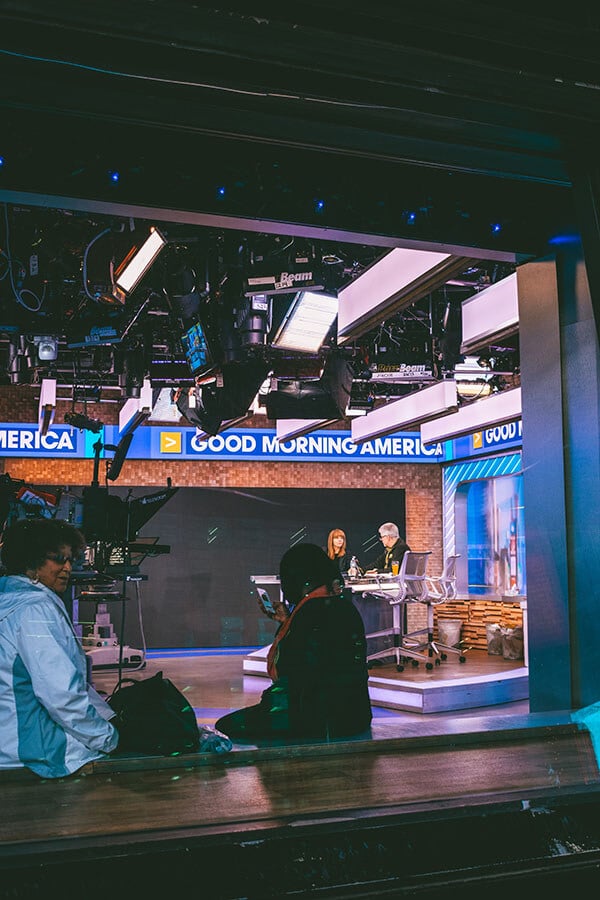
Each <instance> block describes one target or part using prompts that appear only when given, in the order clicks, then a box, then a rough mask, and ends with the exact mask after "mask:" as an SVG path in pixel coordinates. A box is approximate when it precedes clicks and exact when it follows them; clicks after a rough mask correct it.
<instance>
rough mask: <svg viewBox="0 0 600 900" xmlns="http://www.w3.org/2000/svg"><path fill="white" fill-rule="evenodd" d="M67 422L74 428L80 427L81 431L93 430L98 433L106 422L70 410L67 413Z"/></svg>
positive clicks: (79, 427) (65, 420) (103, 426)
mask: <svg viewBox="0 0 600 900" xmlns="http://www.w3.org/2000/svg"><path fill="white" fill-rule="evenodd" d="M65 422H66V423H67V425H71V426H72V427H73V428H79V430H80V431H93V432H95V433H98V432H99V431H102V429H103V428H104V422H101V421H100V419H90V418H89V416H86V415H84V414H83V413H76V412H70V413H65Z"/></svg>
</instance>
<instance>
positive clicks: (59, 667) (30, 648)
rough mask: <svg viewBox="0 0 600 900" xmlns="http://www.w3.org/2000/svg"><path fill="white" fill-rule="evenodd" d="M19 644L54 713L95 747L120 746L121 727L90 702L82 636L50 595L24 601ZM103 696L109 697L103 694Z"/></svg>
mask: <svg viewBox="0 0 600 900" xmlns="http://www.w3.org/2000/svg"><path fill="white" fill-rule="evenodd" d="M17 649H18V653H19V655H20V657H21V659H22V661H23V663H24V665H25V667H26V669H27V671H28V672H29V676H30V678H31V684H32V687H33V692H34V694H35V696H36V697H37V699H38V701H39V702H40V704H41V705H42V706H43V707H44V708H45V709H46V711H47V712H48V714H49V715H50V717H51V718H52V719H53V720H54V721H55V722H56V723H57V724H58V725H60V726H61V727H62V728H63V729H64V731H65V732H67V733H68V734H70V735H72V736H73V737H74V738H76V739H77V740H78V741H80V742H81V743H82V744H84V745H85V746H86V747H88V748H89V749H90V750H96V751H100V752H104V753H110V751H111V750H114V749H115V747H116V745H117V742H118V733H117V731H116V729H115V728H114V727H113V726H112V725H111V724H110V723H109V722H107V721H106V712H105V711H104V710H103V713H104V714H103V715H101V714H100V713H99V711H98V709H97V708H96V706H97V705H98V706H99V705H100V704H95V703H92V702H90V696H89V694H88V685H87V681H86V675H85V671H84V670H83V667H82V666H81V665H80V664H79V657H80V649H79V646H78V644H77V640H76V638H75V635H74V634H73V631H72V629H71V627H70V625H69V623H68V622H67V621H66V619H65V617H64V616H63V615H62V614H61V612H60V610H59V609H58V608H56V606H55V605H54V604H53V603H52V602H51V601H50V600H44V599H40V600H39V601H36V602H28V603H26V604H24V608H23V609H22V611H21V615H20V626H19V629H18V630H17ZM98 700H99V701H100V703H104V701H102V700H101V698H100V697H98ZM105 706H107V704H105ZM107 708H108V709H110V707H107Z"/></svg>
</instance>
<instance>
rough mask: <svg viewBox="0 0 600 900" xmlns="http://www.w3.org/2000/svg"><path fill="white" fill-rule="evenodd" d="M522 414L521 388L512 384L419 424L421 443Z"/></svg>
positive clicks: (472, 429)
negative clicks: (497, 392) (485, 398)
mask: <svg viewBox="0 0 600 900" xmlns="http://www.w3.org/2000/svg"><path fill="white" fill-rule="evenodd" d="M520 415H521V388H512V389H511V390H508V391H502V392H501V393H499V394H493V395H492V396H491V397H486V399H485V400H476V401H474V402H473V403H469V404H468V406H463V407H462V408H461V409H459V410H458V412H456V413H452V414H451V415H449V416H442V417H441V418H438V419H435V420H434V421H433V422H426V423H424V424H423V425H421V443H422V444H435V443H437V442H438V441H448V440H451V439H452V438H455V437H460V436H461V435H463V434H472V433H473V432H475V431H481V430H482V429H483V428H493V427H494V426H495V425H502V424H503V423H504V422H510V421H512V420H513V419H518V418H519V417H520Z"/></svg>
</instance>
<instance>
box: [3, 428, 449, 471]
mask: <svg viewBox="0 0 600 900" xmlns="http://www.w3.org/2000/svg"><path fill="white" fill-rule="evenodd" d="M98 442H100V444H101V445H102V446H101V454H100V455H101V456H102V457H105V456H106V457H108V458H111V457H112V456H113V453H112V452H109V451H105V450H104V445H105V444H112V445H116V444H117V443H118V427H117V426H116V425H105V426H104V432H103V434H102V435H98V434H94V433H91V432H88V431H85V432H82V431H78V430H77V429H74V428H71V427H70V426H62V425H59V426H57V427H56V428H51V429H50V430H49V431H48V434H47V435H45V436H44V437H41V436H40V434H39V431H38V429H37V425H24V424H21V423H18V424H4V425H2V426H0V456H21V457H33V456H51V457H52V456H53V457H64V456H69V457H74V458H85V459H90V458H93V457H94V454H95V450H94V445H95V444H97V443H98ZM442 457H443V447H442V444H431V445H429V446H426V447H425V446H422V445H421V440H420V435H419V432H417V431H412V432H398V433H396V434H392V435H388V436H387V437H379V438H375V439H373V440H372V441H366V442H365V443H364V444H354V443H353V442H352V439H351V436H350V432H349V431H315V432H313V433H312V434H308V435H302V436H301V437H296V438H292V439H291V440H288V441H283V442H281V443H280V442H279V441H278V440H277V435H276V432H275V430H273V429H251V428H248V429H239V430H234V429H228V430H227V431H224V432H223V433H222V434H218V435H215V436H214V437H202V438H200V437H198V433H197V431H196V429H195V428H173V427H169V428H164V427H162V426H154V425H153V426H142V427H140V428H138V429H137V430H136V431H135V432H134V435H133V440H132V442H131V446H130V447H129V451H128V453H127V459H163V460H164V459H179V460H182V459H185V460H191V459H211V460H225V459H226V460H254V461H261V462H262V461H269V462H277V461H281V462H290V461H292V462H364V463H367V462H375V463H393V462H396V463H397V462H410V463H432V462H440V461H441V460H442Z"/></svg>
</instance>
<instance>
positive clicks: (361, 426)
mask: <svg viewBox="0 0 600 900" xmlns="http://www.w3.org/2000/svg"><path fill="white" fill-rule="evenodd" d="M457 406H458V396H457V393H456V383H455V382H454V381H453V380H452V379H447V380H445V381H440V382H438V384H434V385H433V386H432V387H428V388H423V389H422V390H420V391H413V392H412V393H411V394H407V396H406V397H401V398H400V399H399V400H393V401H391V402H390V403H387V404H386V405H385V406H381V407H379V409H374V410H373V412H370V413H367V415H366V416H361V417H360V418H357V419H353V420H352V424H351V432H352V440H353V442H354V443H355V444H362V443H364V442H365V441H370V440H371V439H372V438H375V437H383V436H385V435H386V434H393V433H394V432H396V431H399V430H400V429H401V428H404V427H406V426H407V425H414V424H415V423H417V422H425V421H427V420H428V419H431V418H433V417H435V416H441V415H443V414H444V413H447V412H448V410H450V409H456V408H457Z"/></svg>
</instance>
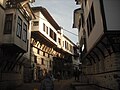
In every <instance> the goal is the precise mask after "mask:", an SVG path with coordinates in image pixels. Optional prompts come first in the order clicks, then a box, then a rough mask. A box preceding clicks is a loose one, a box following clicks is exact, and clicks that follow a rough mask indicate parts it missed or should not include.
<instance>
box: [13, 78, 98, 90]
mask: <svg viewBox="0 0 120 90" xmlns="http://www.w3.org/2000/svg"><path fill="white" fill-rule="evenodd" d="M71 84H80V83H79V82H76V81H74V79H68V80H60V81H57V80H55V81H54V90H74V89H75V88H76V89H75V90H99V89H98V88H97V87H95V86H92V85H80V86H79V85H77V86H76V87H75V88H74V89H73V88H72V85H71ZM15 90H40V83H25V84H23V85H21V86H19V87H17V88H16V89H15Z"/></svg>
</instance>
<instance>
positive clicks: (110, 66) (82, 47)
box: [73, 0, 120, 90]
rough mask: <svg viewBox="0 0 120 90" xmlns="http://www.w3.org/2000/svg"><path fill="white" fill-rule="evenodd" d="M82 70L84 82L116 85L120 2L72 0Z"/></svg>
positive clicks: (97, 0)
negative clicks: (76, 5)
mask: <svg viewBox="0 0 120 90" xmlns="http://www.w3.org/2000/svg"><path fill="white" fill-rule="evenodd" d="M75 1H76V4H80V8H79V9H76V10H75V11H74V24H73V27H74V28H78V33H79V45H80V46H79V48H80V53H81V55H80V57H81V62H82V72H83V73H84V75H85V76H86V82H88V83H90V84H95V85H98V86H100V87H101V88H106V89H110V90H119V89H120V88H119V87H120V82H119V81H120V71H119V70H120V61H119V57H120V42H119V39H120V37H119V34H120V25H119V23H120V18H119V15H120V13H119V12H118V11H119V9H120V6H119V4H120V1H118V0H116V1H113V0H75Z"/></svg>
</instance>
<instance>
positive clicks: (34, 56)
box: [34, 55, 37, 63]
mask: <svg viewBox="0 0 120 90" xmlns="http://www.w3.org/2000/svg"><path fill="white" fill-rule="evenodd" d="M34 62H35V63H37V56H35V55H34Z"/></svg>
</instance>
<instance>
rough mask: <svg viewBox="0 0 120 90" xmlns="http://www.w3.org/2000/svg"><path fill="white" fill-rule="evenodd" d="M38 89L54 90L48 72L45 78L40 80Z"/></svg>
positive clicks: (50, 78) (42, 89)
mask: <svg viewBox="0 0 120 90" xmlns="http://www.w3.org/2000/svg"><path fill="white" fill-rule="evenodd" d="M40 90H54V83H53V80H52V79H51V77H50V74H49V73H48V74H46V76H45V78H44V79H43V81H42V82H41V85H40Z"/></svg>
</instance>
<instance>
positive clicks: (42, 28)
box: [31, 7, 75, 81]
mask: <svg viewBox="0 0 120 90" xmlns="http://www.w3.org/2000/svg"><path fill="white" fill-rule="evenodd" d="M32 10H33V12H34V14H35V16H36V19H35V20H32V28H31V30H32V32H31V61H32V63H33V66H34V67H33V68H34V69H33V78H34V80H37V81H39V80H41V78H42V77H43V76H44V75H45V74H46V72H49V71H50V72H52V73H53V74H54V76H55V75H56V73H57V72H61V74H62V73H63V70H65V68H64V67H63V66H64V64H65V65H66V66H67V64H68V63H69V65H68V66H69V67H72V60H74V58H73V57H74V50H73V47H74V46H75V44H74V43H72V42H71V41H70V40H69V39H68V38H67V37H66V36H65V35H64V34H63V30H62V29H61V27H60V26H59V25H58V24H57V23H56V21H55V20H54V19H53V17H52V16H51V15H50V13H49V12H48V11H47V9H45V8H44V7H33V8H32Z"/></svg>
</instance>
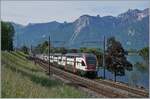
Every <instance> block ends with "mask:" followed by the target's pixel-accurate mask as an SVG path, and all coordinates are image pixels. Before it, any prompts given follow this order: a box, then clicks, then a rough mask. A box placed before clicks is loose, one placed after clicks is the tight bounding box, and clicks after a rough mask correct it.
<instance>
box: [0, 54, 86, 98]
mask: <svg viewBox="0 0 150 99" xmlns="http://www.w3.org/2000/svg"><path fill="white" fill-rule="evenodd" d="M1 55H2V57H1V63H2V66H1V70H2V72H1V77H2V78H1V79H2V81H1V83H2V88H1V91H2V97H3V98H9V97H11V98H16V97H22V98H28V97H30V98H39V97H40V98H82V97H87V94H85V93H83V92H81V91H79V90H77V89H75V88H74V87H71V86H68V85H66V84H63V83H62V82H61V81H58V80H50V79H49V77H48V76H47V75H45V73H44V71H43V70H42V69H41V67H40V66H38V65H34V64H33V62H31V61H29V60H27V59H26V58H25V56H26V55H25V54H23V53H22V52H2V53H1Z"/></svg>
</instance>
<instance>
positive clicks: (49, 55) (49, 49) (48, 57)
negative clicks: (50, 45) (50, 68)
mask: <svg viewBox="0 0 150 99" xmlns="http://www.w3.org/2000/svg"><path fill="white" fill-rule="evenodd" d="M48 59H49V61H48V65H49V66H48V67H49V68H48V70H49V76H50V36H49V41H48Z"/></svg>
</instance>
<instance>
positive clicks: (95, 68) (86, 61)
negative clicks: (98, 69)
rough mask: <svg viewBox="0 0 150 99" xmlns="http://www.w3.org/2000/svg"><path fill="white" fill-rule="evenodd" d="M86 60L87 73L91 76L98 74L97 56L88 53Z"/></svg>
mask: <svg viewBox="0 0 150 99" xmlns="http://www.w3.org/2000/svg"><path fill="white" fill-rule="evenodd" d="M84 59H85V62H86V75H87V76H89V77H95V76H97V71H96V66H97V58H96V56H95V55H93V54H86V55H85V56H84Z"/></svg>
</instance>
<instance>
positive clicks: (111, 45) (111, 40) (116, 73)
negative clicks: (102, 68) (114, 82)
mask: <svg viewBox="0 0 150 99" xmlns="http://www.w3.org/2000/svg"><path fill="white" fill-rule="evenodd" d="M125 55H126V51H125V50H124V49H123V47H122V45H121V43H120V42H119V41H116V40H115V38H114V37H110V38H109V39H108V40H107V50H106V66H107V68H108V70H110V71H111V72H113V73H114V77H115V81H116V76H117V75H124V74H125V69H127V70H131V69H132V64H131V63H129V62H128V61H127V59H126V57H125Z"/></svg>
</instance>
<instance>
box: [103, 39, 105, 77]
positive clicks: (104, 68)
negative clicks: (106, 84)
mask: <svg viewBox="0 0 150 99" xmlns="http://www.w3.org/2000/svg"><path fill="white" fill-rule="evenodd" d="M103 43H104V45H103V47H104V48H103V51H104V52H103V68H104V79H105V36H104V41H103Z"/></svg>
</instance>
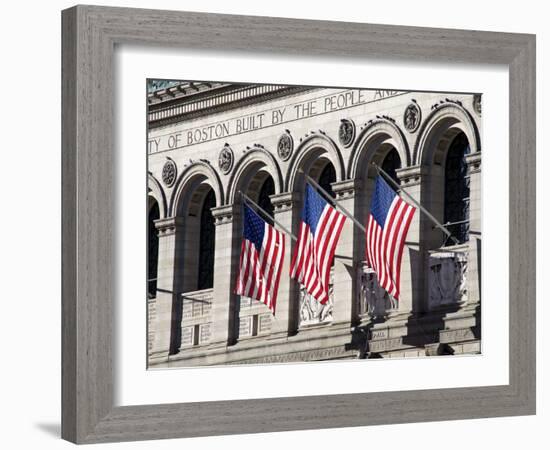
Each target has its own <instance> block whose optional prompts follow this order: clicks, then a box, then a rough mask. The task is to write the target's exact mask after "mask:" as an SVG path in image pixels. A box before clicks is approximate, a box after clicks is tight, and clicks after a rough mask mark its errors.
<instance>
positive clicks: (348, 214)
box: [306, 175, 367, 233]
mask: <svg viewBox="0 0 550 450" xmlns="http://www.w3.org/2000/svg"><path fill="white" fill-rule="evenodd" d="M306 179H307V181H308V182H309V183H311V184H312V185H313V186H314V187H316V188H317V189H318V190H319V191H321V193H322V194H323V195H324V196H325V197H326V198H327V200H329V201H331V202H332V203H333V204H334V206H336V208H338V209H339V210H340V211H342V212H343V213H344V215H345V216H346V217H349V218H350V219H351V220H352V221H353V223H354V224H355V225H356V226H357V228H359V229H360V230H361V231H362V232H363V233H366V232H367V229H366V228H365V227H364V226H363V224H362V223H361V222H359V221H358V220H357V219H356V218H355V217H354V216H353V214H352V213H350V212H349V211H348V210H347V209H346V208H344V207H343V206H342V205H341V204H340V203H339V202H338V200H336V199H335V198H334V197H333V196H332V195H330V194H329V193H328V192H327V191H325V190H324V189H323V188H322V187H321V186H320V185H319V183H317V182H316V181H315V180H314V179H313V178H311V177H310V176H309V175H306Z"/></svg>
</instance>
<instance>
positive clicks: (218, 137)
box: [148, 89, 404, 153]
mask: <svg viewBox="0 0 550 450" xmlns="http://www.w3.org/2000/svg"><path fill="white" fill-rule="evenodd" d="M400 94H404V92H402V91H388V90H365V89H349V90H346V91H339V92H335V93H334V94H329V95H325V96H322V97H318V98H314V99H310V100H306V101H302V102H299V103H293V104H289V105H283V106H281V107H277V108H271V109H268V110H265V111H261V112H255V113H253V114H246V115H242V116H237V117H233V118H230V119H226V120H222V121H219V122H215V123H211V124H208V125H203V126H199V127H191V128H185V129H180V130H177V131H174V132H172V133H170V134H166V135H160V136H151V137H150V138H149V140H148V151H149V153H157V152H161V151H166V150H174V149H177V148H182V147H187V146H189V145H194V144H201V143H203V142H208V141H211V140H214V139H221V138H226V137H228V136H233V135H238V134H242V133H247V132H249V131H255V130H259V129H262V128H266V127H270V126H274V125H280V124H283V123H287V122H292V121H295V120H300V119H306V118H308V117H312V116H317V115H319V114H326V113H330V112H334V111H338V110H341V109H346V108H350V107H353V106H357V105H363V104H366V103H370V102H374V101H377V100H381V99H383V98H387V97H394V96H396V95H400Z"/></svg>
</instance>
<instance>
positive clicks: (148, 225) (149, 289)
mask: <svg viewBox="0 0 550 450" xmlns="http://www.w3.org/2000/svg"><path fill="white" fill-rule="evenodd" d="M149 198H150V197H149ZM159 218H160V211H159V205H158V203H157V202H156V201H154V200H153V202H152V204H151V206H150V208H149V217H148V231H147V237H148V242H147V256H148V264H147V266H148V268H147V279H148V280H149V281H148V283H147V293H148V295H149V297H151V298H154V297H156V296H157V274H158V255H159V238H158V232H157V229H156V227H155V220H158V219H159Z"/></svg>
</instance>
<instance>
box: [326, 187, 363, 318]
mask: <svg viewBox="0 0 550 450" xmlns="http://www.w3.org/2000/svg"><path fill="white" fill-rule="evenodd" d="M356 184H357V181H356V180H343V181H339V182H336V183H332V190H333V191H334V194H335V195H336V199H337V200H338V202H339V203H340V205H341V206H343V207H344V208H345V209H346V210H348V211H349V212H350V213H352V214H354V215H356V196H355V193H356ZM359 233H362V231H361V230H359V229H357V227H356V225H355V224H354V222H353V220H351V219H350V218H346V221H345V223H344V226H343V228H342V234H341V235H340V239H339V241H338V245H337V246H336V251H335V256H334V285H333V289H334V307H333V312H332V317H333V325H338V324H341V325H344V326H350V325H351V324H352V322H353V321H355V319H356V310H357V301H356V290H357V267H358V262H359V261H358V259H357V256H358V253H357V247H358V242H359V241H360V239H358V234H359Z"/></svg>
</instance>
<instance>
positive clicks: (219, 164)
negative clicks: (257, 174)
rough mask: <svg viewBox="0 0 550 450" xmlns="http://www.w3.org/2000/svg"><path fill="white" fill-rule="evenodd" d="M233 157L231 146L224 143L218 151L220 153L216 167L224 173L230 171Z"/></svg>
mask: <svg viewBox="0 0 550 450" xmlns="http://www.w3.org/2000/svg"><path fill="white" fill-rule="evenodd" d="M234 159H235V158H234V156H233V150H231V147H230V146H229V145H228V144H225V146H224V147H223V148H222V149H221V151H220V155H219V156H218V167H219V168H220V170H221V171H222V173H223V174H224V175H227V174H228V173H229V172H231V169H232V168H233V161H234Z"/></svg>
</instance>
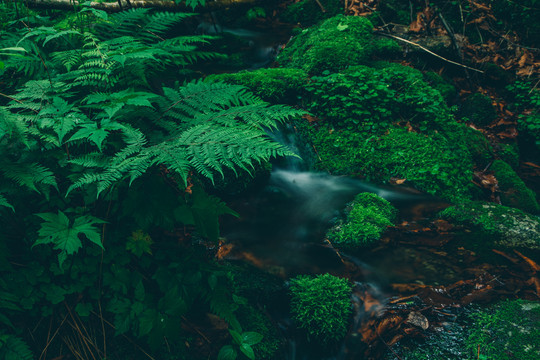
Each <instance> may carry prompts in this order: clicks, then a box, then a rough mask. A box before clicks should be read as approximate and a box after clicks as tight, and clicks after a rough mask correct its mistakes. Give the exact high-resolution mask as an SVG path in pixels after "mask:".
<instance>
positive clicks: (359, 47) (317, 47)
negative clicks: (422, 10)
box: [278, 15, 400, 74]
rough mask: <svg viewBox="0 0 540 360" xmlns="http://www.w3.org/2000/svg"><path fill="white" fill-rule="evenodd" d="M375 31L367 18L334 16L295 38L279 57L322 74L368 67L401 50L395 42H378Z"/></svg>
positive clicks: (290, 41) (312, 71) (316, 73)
○ ○ ○
## WHAT TO DO:
The word "coordinates" may turn up on some lines of these records; say how many, with no other words.

## FINAL ANSWER:
3